Start of Selected excerpt

WASHINGTON: Former CIA Director John Brennan said Thursday that President Donald Trump yanked his security clearance because his campaign colluded with the Russians to sway the 2016 election and is now desperate to end the special counsel's investigation.
In an opinion piece in The New York Times, Brennan cites press reports and Trump's own goading of Russia during the campaign to find Democrat Hillary Clinton's missing emails.
Trump himself drew a direct connection between the revocation of Brennan's clearance and the Russia probe, telling The Wall Street Journal the investigation is a "sham," and "these people led it!"
"So I think it's something that had to be done," Trump said.
Brennan wrote that Trump's claims of no collusion with Russia are "hogwash" and that the only question remaining is whether the collusion amounts to a "constituted criminally liable conspiracy."
"Trump clearly has become more desperate to protect himself and those close to him, which is why he made the politically motivated decision to revoke my security clearance in an attempt to scare into silence others who might dare to challenge him," he wrote.
Brennan's loss of a security clearance was an unprecedented act of retribution against a vocal critic and politicizes the federal government's security clearance process. Former CIA directors and other top national security officials are typically allowed to keep their clearances, at least for some period, so they can be in a position to advise their successors and to hold certain jobs.
Trump said Wednesday he is reviewing the security clearances of several other former top intelligence and law enforcement officials, including former FBI Director James Comey. All are critics of the president or are people whom Trump appears to believe are against him.
Democrats called it an "enemies list," a reference to the Nixon White House, which kept a list of President Richard Nixon's political opponents to be targeted with punitive measures.
There was no reference to the Russia probe in a White House statement Wednesday in which Trump denounced Brennan's criticism of him and spoke anxiously of "the risks posed by his erratic conduct and behavior." The president said he was fulfilling his "constitutional responsibility to protect the nation's classified information."

End of Selected excerpt
Start of Collected material

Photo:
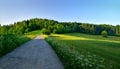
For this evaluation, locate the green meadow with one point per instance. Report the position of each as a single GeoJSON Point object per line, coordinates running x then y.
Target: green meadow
{"type": "Point", "coordinates": [83, 51]}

End of Collected material

_Tasks to carry out_:
[1] Echo the Brennan article word for word between "Brennan wrote that" and "hold certain jobs.", inclusive.
[2] Name every person the Brennan article identifies by full name.
Answer using only the Brennan article.

_Completed exercise_:
[1]
Brennan wrote that Trump's claims of no collusion with Russia are "hogwash" and that the only question remaining is whether the collusion amounts to a "constituted criminally liable conspiracy."
"Trump clearly has become more desperate to protect himself and those close to him, which is why he made the politically motivated decision to revoke my security clearance in an attempt to scare into silence others who might dare to challenge him," he wrote.
Brennan's loss of a security clearance was an unprecedented act of retribution against a vocal critic and politicizes the federal government's security clearance process. Former CIA directors and other top national security officials are typically allowed to keep their clearances, at least for some period, so they can be in a position to advise their successors and to hold certain jobs.

[2]
John Brennan
Donald Trump
Hillary Clinton
James Comey
Richard Nixon